## [Work task]
Nothing in the data may change. Copy all of it exactly.
==================================================
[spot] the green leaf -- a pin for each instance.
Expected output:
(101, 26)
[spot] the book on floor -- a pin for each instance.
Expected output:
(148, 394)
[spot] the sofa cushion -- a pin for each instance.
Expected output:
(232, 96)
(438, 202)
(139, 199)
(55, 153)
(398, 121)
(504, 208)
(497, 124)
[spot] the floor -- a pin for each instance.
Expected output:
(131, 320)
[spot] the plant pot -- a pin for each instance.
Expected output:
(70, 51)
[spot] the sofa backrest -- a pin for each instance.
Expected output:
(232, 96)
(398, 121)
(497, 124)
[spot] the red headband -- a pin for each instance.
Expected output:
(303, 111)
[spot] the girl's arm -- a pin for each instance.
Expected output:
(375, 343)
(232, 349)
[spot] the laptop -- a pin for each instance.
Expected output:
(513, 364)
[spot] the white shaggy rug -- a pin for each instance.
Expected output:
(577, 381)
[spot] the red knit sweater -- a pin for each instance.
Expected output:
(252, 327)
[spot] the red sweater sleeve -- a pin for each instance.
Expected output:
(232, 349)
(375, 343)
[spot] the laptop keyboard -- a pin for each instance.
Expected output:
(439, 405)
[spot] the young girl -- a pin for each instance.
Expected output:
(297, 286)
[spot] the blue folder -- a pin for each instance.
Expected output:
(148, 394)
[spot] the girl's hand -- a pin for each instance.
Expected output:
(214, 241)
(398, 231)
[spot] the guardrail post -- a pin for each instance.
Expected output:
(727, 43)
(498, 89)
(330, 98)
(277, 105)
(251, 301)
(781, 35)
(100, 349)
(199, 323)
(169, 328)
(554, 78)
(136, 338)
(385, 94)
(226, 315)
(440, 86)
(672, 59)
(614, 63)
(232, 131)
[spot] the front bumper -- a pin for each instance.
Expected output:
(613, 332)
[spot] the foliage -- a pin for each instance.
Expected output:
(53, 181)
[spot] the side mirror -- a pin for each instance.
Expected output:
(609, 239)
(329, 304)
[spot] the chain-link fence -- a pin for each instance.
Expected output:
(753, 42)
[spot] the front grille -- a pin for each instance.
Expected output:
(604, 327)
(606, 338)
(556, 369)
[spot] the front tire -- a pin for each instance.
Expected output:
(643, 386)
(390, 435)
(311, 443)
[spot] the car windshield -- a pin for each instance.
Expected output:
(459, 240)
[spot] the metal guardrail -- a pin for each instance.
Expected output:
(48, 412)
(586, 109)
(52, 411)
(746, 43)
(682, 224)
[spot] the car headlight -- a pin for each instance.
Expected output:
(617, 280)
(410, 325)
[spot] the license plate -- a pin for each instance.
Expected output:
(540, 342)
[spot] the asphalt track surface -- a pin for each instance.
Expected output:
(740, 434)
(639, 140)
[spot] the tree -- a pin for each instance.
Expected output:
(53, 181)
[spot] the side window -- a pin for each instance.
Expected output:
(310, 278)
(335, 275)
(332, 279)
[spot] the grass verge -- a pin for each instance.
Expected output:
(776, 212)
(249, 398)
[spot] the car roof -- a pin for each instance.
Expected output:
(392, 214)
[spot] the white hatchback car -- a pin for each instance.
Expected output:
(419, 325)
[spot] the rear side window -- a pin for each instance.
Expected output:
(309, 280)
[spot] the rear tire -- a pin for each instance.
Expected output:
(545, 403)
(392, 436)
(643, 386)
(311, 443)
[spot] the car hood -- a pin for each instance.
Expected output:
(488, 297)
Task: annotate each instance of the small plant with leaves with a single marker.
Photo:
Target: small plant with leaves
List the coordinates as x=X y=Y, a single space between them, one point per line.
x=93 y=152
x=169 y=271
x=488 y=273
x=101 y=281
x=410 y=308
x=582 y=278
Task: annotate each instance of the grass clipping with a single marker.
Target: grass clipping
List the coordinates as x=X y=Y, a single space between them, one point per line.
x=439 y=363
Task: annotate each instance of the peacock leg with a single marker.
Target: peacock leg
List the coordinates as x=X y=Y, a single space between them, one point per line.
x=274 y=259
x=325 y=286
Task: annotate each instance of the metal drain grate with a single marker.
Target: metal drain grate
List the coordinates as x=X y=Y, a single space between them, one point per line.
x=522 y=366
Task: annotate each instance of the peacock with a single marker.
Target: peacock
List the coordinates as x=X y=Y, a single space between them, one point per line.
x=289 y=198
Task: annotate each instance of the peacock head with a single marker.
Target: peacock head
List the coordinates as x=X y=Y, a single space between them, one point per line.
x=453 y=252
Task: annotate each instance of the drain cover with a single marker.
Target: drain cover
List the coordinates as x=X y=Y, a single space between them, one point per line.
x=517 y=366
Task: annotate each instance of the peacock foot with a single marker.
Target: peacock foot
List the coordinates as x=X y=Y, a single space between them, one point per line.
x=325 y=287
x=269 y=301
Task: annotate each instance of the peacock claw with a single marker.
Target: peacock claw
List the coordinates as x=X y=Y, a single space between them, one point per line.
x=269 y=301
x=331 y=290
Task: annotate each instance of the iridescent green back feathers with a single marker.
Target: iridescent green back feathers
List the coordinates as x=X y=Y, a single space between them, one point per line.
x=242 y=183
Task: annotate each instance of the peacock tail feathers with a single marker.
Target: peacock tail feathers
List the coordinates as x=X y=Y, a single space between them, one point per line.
==================================================
## [Final answer]
[spot] the green leaf -- a pin for each instance.
Expected output:
(101, 26)
[spot] the book on floor -- a pin for each instance.
Expected output:
(148, 394)
[spot] the sofa cushion -- a pin for each instance.
Expected output:
(232, 96)
(438, 202)
(139, 199)
(55, 153)
(398, 121)
(504, 208)
(497, 124)
[spot] the floor -- a pin for each instance.
Expected output:
(131, 320)
[spot] the plant pot -- a pin for each instance.
Expected output:
(70, 51)
[spot] the sofa backrest -- a pin for each instance.
Expected output:
(232, 96)
(398, 121)
(497, 124)
[spot] the red headband -- a pin for each instance.
Expected output:
(303, 111)
[spot] the girl's arm -- a pin for each instance.
Expected output:
(375, 343)
(232, 349)
[spot] the laptop -- a pin for each instance.
Expected output:
(513, 364)
[spot] the white shaggy rug -- a pin for each instance.
Expected output:
(577, 381)
[spot] the red knit sweater -- a pin for each instance.
Expected output:
(252, 327)
[spot] the red sweater sleeve -- a pin for each instance.
Expected output:
(232, 349)
(375, 343)
[spot] the laptop keyboard -- a pin for each instance.
Expected output:
(439, 405)
[spot] the young girl -- a pin for each instance.
Expected output:
(297, 286)
[spot] the blue folder -- a pin for each instance.
Expected output:
(148, 394)
[spot] the girl's hand -- a pin for each instance.
Expected output:
(214, 241)
(398, 231)
[spot] the guardrail post -- a pin for each instance.
Expected output:
(727, 43)
(498, 89)
(330, 98)
(277, 105)
(251, 301)
(781, 35)
(100, 349)
(199, 323)
(169, 328)
(554, 78)
(136, 338)
(385, 94)
(226, 315)
(440, 86)
(672, 59)
(614, 63)
(232, 131)
[spot] the front bumper -- a pin for each instance.
Expected output:
(613, 332)
[spot] the foliage -- a pin for each instance.
Expected output:
(53, 181)
[spot] the side mirror -- a pin for each instance.
Expected output:
(609, 239)
(329, 304)
[spot] the chain-link fence -- a pin for each instance.
Expected output:
(753, 42)
[spot] the front grille -- a pin for each instance.
Expected output:
(604, 327)
(606, 338)
(556, 369)
[spot] the front tire -- a pin for each instance.
Expected output:
(643, 386)
(390, 435)
(311, 443)
[spot] the car windshield -- a pin for each instance.
Expected output:
(459, 240)
[spot] the metal guardrail -- a pin for each instance.
Expected output:
(48, 412)
(586, 109)
(52, 411)
(746, 43)
(682, 224)
[spot] the car headlight -- a pin for each instance.
Expected output:
(617, 280)
(410, 325)
[spot] the license plate -- a pin for each instance.
Expected output:
(540, 342)
[spot] the asphalt track surface -- a pin for each instance.
Expected output:
(740, 434)
(639, 140)
[spot] the tree -- a pin for each instance.
Expected output:
(53, 181)
[spot] the side window -- a pin for each instance.
Expected output:
(310, 278)
(335, 275)
(332, 279)
[spot] the grass verge -- a pin for each instance.
Expected output:
(776, 212)
(249, 398)
[spot] the car roof -- a pin for each instance.
Expected output:
(392, 214)
[spot] the white hatchback car -- a pin for each instance.
Expected output:
(419, 325)
[spot] the rear side window -- a pin for each instance.
Expected output:
(309, 280)
[spot] the rear tire -- a pin for each instance.
Expected output:
(545, 403)
(392, 436)
(643, 386)
(311, 443)
[spot] the car hood -- a pin for each instance.
Expected output:
(488, 297)
Task: annotate each instance of the small plant with leaves with a single marker.
Photo:
Target: small plant with leaves
List the coordinates as x=X y=Y, a single space between them, one point per line.
x=93 y=152
x=169 y=271
x=488 y=273
x=101 y=281
x=410 y=308
x=582 y=278
Task: annotate each instance of the grass clipping with a single marker.
Target: grass clipping
List the coordinates as x=X y=Y, a single space between them, one point per line.
x=439 y=363
Task: annotate each instance of the peacock leg with a single marker.
Target: peacock leg
List the coordinates as x=X y=Y, a single space between them, one point per line.
x=274 y=259
x=325 y=286
Task: annotate each instance of the metal drain grate with a single marker.
Target: metal drain grate
List the coordinates as x=X y=Y, a single space between them, one point per line.
x=522 y=366
Task: annotate each instance of the peacock with a single marker.
Target: peacock
List the coordinates as x=X y=Y, a single space between them, one point per line.
x=289 y=198
Task: annotate each instance of the peacock head with a single marker.
Target: peacock head
List the coordinates as x=X y=Y, a single space between them, one point per line.
x=453 y=252
Task: annotate each instance of the drain cover with a single marker.
Target: drain cover
List the coordinates as x=X y=Y, a single space between them, one point per line.
x=517 y=366
Task: annotate each instance of the peacock foot with a single marker.
Target: peacock foot
List the coordinates as x=X y=Y, a single space between them, one point per line.
x=325 y=287
x=269 y=301
Task: annotate each instance of the peacock claw with a single marker.
Target: peacock claw
List the coordinates as x=X y=Y, a single space between them, one point per line.
x=269 y=301
x=331 y=290
Task: annotate each instance of the iridescent green back feathers with a single marker.
Target: iridescent green back feathers
List the coordinates as x=X y=Y, a single space between them, one point per line.
x=242 y=183
Task: annotate each instance of the peacock tail feathers with a single marker.
Target: peacock tail feathers
List the coordinates as x=X y=Y, a single space between them, one point per line.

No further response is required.